+++ EXERCISE PASSAGE
Gone but not forgotten - the people we said farewell to in 2003
Hong Kong has a distinguished honour list of people we will miss in 2004, after a year in which the world also bid farewell to 100-year-old comedian Bob Hope, Hollywood icon Katharine Hepburn and reflected upon the remarkable life of Madame Chiang Kai-shek.
Until April no one had heard of Lau Wing-kai, the 38-year-old nurse who became the first medical worker to lose his life in the city's fight against Sars. He was given a fitting farewell attended by top officials including Chief Executive Tung Chee-hwa.
Last week pop superstar Anita Mui Yim-fong, 40, who entertained millions of people in Hong Kong and overseas, lost her fight against cervical cancer. Mui, whose career spanned more than two decades, was an idol of screen and stage.
Her death came only eight months after that of her closest celebrity friend and fellow pop star Leslie Cheung Kwok-wing, who jumped to his death from the Mandarin Oriental hotel in Central. Cheung, 46, enthralled local audiences first as a singer and then as an actor, appearing in such notable films as Farewell My Concubine (1993) and Happy Together (1997).
++++++
+++ EXTRACTED MATERIAL
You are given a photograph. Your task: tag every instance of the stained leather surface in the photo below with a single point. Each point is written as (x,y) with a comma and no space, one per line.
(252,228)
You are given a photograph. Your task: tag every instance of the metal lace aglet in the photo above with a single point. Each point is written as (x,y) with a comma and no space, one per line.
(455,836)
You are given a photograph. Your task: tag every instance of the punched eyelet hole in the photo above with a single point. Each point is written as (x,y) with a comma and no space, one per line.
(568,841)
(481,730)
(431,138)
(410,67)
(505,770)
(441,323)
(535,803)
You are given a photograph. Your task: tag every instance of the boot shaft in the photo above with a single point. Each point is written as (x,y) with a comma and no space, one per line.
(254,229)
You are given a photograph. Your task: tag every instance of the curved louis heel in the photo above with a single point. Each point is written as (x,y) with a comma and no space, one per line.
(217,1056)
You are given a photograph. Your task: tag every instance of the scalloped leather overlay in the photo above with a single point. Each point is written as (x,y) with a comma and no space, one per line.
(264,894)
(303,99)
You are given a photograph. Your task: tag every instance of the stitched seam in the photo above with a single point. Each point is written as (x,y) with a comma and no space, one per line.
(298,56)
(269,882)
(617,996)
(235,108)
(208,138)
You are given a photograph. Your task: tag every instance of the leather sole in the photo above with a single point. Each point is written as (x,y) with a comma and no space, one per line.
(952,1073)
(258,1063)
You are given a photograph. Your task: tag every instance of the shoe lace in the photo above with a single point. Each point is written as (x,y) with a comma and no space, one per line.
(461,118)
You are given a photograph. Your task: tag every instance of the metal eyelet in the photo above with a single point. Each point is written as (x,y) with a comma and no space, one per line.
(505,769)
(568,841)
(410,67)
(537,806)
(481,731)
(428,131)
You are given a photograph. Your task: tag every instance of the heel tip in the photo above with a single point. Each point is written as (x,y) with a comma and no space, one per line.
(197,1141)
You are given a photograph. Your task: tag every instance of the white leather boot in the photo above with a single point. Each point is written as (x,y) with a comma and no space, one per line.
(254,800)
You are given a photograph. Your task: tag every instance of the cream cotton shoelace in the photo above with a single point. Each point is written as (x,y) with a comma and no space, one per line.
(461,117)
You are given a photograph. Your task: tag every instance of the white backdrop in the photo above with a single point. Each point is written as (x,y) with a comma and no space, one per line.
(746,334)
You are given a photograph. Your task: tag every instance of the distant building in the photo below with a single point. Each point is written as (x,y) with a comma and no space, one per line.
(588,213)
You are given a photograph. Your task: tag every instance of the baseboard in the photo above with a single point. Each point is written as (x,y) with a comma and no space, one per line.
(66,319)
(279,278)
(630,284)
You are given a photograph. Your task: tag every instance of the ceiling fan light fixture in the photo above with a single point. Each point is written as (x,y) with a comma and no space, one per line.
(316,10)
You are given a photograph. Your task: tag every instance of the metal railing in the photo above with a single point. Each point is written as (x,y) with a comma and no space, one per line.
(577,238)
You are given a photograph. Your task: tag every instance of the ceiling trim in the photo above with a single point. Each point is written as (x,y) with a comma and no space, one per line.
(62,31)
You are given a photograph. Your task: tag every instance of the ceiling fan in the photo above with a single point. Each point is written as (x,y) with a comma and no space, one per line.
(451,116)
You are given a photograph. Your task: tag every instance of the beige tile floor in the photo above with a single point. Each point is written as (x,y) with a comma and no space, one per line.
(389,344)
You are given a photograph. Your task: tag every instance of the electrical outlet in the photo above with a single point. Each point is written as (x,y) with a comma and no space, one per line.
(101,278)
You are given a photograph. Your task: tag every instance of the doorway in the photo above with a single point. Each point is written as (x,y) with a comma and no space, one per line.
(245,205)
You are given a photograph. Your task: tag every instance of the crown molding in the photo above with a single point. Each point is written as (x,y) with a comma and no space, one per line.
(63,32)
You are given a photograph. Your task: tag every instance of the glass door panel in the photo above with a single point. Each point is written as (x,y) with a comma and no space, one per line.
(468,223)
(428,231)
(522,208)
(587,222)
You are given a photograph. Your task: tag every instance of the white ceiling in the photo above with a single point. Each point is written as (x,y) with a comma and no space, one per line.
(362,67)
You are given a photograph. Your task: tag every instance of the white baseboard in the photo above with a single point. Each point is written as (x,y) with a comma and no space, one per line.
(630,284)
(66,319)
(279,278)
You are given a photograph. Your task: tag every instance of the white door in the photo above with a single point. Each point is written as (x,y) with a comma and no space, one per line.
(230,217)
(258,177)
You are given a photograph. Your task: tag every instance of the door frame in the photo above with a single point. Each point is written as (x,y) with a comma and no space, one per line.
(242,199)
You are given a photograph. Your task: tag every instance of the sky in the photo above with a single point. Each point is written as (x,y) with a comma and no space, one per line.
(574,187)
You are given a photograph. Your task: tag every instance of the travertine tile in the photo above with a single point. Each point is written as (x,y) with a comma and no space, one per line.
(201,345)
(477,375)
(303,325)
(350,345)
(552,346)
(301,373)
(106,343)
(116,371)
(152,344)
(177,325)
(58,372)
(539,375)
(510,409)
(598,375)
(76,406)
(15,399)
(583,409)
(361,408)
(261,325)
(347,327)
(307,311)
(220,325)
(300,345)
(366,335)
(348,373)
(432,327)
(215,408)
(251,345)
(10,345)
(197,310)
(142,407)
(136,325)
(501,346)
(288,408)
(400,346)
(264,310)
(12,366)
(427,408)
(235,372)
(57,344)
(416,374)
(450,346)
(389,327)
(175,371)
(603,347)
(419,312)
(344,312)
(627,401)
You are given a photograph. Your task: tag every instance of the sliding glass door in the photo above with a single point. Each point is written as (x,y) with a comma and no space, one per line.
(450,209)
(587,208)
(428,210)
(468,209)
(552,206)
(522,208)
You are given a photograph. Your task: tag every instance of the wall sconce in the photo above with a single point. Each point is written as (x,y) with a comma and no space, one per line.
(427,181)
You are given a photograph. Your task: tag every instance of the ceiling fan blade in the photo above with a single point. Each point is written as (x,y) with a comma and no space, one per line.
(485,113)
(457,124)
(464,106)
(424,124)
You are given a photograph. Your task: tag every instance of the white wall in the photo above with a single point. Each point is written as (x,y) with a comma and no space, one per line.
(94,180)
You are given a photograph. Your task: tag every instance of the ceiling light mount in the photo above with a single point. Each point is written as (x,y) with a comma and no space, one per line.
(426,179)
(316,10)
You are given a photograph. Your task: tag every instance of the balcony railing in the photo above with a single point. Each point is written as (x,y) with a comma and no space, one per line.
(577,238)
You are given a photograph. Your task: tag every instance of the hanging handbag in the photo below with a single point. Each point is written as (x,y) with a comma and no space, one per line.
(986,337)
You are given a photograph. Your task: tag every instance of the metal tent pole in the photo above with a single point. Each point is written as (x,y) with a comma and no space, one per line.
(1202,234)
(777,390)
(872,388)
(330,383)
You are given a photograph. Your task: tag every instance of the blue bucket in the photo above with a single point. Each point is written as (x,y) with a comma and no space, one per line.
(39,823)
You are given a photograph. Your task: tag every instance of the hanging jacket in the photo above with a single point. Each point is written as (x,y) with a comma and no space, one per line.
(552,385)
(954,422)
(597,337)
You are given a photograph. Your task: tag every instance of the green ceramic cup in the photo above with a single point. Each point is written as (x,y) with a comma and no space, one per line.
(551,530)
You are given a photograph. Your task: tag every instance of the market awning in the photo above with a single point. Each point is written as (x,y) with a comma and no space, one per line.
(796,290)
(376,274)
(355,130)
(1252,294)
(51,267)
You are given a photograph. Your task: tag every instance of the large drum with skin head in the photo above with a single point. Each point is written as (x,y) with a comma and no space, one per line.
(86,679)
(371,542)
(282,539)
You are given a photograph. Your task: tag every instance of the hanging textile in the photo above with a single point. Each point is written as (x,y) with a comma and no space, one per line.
++++++
§ EXERCISES:
• a. In the article on people Hong Kong lost in 2003, what distinction did Lau Wing-kai hold?
• b. Carry the article on people Hong Kong lost in 2003 forward from its final sentence.

§ ANSWERS TO EACH TASK:
• a. He was the first medical worker to lose his life in the city's fight against Sars.

• b.
In early December, barrister Sir Oswald Cheung, 81, the most senior member of the Hong Kong Bar and the first Chinese to become a Queen's Counsel, died in hospital after an accident in which his pyjamas caught fire as he tried to light a cigar. He served on the Executive Council for 12 years and was a senior unofficial member of Legco from 1978 to 1981. A lover of horse racing, he was the first local resident to be elected chairman of the Hong Kong Jockey Club in 1986.
Less than a month after Sir Oswald's death, the Jockey Club suffered another loss when another immediate past chairman, Alan Li Fook-sum, died in Phuket, Thailand, from a suspected heart attack.